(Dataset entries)
○ ○ ○ ○

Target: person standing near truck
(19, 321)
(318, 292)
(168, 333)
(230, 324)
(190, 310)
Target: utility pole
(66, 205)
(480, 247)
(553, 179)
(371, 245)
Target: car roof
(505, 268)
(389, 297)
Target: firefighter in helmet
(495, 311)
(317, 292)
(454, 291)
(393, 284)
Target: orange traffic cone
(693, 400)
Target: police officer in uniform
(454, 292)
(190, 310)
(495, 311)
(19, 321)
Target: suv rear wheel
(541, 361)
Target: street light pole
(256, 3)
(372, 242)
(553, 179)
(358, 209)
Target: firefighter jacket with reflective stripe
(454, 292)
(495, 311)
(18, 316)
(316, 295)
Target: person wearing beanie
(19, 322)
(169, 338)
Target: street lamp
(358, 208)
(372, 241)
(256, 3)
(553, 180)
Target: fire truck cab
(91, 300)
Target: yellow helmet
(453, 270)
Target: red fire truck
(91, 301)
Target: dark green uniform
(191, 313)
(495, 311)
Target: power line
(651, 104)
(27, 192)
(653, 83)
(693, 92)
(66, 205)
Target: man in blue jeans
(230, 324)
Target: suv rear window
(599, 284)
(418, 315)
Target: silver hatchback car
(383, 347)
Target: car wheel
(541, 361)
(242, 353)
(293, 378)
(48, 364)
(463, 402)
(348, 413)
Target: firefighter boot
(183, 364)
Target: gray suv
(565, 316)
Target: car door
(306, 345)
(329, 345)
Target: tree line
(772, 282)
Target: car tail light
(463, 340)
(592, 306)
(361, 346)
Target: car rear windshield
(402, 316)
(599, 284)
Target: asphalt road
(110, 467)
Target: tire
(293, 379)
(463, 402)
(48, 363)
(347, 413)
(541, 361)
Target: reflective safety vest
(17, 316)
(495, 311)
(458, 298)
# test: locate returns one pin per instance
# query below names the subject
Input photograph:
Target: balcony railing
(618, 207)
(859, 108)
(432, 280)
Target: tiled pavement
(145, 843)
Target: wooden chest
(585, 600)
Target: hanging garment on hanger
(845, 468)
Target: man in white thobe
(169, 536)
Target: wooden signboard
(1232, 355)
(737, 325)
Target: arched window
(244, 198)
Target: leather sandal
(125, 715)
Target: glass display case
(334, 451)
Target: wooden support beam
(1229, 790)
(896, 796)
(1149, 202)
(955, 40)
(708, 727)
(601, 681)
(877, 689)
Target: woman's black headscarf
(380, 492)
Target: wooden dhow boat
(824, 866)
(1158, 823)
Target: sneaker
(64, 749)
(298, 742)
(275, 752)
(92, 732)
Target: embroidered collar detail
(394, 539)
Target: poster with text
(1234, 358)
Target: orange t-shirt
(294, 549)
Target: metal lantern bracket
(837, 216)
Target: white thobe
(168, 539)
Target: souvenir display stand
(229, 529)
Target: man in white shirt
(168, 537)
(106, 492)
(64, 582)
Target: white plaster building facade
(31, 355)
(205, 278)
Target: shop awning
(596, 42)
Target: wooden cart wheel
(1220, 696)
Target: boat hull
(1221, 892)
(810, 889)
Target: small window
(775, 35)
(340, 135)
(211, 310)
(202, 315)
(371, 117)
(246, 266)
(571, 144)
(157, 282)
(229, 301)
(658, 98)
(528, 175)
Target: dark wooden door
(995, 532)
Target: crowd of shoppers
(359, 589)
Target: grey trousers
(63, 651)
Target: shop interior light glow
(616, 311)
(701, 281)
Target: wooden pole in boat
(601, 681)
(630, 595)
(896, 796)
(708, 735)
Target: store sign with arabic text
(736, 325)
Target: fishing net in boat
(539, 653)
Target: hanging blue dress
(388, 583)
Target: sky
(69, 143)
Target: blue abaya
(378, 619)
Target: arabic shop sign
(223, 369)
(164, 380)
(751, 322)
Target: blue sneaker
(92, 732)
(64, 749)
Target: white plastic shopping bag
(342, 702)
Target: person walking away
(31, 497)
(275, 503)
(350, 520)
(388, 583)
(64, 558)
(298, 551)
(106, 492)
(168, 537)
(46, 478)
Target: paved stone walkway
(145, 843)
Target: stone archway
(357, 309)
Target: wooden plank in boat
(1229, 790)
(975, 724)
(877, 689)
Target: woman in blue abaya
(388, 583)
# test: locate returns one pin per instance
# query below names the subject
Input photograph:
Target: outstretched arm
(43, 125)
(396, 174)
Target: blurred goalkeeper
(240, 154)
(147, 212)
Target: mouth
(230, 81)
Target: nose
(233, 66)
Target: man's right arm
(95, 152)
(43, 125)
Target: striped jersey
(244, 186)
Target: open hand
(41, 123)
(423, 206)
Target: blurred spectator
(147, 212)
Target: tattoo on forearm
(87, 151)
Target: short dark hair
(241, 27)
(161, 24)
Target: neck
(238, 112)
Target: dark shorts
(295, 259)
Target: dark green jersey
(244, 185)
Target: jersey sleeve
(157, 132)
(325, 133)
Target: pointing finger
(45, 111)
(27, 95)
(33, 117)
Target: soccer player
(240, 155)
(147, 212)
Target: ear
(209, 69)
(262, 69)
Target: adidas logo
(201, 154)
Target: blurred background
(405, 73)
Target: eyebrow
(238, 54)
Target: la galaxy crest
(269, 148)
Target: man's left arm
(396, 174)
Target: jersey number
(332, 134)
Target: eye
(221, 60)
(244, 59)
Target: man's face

○ ○ ○ ○

Return all of the data above exactly, leaving out no line.

Target: person standing near truck
(19, 321)
(318, 292)
(168, 333)
(230, 324)
(190, 310)
Target: utility pole
(66, 205)
(480, 247)
(553, 179)
(371, 245)
Target: car roof
(505, 268)
(389, 297)
Target: firefighter in helmet
(495, 311)
(317, 292)
(454, 291)
(393, 284)
Target: orange traffic cone
(693, 400)
Target: police officer in uniform
(454, 292)
(190, 310)
(495, 311)
(19, 321)
Target: suv rear wheel
(541, 361)
Target: street light pole
(256, 3)
(372, 242)
(553, 179)
(358, 209)
Target: firefighter jacket with reflective stripe
(454, 292)
(495, 311)
(18, 316)
(316, 295)
Target: person wearing beanie
(19, 322)
(169, 338)
Target: street lamp
(358, 208)
(372, 241)
(256, 3)
(553, 180)
Target: fire truck cab
(91, 300)
Target: yellow helmet
(453, 270)
Target: red fire truck
(91, 301)
Target: dark green uniform
(191, 313)
(495, 311)
Target: power line
(651, 104)
(27, 192)
(653, 83)
(693, 92)
(66, 205)
Target: man in blue jeans
(230, 324)
Target: suv rear window
(599, 284)
(418, 315)
Target: silver hatchback car
(383, 347)
Target: car wheel
(541, 361)
(242, 353)
(293, 378)
(48, 364)
(463, 402)
(348, 413)
Target: firefighter boot
(183, 364)
Target: gray suv
(565, 316)
Target: car door
(306, 345)
(329, 345)
Target: tree line
(772, 282)
Target: car tail light
(463, 340)
(592, 306)
(361, 346)
Target: car rear windshield
(402, 316)
(599, 284)
Target: asphalt road
(110, 467)
Target: tire
(293, 379)
(463, 402)
(48, 363)
(347, 413)
(541, 361)
Target: reflective safety vest
(17, 316)
(495, 311)
(458, 298)
# test: locate returns one pin per instance
# query below names the subject
Input photograph:
Target: balcony railing
(618, 207)
(859, 108)
(432, 280)
Target: tiled pavement
(145, 843)
Target: wooden chest
(585, 600)
Target: hanging garment on hanger
(845, 468)
Target: man in white thobe
(169, 536)
Target: wooden signboard
(1232, 355)
(737, 325)
Target: arched window
(244, 198)
Target: leather sandal
(125, 715)
Target: glass display case
(334, 451)
Target: wooden support beam
(1229, 790)
(896, 796)
(1149, 202)
(955, 40)
(708, 727)
(601, 681)
(877, 689)
Target: woman's black headscarf
(380, 492)
Target: wooden dhow boat
(824, 866)
(1158, 823)
Target: sneaker
(64, 749)
(298, 742)
(275, 752)
(92, 732)
Target: embroidered collar detail
(394, 539)
Target: poster with text
(1234, 358)
Target: orange t-shirt
(294, 549)
Target: metal lantern bracket
(837, 216)
Target: white thobe
(168, 539)
Target: souvenir display stand
(229, 529)
Target: man in white shirt
(168, 537)
(106, 492)
(64, 582)
Target: white plaster building facade
(31, 355)
(205, 278)
Target: shop awning
(596, 42)
Target: wooden cart wheel
(1220, 696)
Target: boat hull
(1221, 892)
(810, 889)
Target: small window
(775, 35)
(340, 135)
(211, 310)
(202, 315)
(371, 117)
(246, 266)
(571, 144)
(157, 282)
(229, 301)
(658, 98)
(528, 175)
Target: dark wooden door
(995, 532)
Target: crowd of shoppers
(359, 589)
Target: grey trousers
(63, 651)
Target: shop interior light glow
(616, 311)
(701, 281)
Target: wooden pole in boat
(601, 681)
(630, 595)
(896, 796)
(708, 735)
Target: store sign with arabic text
(736, 325)
Target: fishing net in boat
(539, 653)
Target: hanging blue dress
(388, 583)
Target: sky
(69, 143)
Target: blue abaya
(378, 619)
Target: arabic shop sign
(223, 369)
(164, 380)
(751, 322)
Target: blue sneaker
(92, 732)
(64, 749)
Target: white plastic shopping bag
(342, 702)
Target: person walking away
(31, 497)
(275, 503)
(350, 520)
(388, 583)
(64, 558)
(298, 551)
(106, 492)
(168, 537)
(46, 478)
Target: paved stone walkway
(145, 843)
Target: stone archway
(357, 309)
Target: wooden plank in boat
(1229, 790)
(975, 724)
(877, 689)
Target: woman in blue abaya
(388, 583)
# test: locate returns one pin per instance
# query below names the subject
Input photograph:
Target: outstretched arm
(43, 125)
(396, 174)
Target: blurred goalkeeper
(240, 154)
(147, 212)
Target: mouth
(230, 81)
Target: nose
(233, 66)
Target: man's right arm
(95, 152)
(43, 125)
Target: striped jersey
(244, 186)
Target: open hand
(41, 123)
(423, 206)
Target: blurred spectator
(147, 212)
Target: tattoo on forearm
(87, 151)
Target: short dark hair
(241, 27)
(161, 24)
Target: neck
(238, 112)
Target: dark shorts
(295, 259)
Target: dark green jersey
(244, 185)
Target: jersey sleeve
(157, 132)
(325, 133)
Target: pointing finger
(45, 111)
(27, 95)
(33, 117)
Target: soccer player
(240, 155)
(147, 212)
Target: ear
(209, 69)
(262, 69)
Target: adidas logo
(201, 154)
Target: blurred background
(405, 73)
Target: eyebrow
(238, 54)
Target: la galaxy crest
(269, 148)
Target: man's left arm
(396, 174)
Target: jersey number
(332, 134)
Target: eye
(221, 60)
(244, 59)
Target: man's face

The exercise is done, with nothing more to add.